> [YOUR TASK] Each line below that includes the word "suit" adds one to the count; give that count and nothing else.

--- THE DATA Enclosed Below ---

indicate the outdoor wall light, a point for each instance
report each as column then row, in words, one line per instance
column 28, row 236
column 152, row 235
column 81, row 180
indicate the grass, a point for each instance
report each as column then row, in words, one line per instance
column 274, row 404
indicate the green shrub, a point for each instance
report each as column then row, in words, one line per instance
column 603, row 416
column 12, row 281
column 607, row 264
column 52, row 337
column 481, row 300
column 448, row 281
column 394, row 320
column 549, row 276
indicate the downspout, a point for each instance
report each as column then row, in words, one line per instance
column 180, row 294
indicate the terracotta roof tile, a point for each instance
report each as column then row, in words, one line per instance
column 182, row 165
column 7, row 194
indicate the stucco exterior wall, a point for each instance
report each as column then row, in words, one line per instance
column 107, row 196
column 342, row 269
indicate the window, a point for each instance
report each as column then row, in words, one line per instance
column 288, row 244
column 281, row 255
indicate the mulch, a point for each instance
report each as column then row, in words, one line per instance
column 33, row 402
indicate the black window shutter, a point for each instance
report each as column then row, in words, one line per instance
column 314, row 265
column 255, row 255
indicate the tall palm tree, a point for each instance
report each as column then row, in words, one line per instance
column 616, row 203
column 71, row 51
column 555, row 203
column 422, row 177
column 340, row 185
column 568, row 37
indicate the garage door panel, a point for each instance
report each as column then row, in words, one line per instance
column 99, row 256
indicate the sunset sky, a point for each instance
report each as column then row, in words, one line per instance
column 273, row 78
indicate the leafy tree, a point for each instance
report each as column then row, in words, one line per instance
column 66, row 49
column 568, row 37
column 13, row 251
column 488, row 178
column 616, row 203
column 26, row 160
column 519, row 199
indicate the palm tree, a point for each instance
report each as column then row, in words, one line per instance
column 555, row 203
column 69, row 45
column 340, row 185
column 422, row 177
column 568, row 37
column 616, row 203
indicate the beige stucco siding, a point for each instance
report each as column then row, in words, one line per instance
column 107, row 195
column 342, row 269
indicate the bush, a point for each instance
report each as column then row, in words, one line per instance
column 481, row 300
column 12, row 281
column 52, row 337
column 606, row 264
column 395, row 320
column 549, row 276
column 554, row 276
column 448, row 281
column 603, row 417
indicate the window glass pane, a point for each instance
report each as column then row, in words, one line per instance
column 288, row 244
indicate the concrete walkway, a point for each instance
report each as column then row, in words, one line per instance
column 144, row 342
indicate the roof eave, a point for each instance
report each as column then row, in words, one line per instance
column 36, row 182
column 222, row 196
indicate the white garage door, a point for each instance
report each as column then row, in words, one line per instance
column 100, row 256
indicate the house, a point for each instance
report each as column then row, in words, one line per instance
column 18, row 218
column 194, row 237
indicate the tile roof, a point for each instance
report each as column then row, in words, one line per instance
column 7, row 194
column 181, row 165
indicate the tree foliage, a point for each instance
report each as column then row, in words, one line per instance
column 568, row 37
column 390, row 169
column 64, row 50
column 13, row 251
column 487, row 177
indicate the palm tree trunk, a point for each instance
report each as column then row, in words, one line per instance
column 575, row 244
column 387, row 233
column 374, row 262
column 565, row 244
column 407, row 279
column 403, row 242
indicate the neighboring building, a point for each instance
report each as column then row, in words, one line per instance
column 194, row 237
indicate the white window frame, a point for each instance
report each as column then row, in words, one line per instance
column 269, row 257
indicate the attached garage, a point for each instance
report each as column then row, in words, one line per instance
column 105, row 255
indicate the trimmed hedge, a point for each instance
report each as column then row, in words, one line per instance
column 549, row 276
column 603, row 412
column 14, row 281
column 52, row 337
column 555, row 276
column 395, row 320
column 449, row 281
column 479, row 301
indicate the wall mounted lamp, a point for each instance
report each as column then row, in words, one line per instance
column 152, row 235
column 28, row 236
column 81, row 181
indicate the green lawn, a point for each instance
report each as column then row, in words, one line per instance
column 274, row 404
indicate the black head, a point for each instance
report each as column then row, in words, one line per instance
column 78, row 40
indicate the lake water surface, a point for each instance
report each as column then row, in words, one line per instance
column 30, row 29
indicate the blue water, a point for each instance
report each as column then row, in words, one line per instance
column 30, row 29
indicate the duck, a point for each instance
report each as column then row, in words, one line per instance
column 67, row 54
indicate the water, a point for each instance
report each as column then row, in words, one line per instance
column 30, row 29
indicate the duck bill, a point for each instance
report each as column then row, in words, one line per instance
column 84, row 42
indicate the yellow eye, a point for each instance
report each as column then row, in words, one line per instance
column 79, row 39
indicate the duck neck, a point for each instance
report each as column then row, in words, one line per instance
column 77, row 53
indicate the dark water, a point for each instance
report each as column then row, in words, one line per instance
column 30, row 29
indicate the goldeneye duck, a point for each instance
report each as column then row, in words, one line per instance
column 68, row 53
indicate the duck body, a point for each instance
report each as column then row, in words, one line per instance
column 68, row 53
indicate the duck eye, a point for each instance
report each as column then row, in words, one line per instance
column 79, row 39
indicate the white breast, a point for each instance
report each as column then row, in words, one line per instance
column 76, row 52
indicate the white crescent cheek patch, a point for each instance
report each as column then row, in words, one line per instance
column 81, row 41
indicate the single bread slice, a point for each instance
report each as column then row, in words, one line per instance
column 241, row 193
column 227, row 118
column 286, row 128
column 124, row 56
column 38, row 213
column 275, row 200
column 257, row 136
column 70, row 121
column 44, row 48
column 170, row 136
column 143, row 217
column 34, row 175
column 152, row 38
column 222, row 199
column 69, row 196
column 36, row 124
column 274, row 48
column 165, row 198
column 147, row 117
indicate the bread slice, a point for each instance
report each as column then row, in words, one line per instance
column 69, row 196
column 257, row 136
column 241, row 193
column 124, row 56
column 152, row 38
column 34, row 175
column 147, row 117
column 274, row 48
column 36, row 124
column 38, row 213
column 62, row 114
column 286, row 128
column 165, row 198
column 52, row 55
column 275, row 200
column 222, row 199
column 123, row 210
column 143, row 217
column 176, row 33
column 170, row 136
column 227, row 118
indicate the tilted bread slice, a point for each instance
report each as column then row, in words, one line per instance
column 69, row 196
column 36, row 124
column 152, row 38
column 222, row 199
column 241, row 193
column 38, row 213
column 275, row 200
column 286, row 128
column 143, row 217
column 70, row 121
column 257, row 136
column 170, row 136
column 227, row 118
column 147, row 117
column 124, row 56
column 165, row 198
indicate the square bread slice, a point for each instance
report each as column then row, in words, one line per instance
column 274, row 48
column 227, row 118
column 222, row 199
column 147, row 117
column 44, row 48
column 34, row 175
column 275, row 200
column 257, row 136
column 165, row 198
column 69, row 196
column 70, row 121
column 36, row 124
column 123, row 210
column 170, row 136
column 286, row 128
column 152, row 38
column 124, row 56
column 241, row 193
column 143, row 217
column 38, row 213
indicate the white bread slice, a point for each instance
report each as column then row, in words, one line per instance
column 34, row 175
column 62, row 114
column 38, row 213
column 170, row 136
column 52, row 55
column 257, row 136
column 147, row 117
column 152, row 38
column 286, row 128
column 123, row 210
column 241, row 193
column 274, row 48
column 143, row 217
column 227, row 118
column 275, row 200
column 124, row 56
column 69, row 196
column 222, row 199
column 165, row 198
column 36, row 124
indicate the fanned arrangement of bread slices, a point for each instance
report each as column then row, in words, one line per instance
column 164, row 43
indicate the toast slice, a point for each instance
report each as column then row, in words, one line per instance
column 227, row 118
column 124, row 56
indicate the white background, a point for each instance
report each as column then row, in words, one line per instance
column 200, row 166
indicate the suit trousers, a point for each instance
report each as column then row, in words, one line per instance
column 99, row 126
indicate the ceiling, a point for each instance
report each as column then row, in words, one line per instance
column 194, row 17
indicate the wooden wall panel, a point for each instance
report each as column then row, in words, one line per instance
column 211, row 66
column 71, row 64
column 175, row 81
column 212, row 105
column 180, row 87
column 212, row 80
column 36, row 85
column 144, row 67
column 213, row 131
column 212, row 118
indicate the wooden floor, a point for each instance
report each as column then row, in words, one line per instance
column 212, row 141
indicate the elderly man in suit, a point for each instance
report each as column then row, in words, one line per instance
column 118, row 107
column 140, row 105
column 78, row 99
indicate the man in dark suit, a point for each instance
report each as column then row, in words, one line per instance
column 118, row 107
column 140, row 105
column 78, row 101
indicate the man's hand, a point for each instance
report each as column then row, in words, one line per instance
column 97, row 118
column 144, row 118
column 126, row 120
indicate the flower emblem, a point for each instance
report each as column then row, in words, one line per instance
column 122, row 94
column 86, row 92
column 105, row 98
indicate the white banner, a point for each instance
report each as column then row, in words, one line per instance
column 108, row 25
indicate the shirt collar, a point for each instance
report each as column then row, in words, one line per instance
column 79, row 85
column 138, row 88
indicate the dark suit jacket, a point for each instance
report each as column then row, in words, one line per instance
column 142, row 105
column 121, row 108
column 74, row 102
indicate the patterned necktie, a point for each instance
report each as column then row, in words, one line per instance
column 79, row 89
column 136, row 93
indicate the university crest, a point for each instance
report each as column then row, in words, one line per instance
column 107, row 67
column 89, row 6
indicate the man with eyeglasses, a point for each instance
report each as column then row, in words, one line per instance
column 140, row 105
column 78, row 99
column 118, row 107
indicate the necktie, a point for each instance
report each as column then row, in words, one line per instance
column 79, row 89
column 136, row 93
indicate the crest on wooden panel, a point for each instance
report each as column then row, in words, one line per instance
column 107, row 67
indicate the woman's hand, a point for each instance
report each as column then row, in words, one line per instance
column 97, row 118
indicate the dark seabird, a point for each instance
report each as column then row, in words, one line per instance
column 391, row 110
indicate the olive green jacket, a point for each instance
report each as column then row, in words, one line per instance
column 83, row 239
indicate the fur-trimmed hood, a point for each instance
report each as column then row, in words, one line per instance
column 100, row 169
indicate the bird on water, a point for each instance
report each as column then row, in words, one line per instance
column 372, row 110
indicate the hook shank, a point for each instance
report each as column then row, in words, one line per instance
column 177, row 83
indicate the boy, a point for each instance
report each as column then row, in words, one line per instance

--- End of Enclosed THE DATA ---

> [THE COMPLETED TASK] 4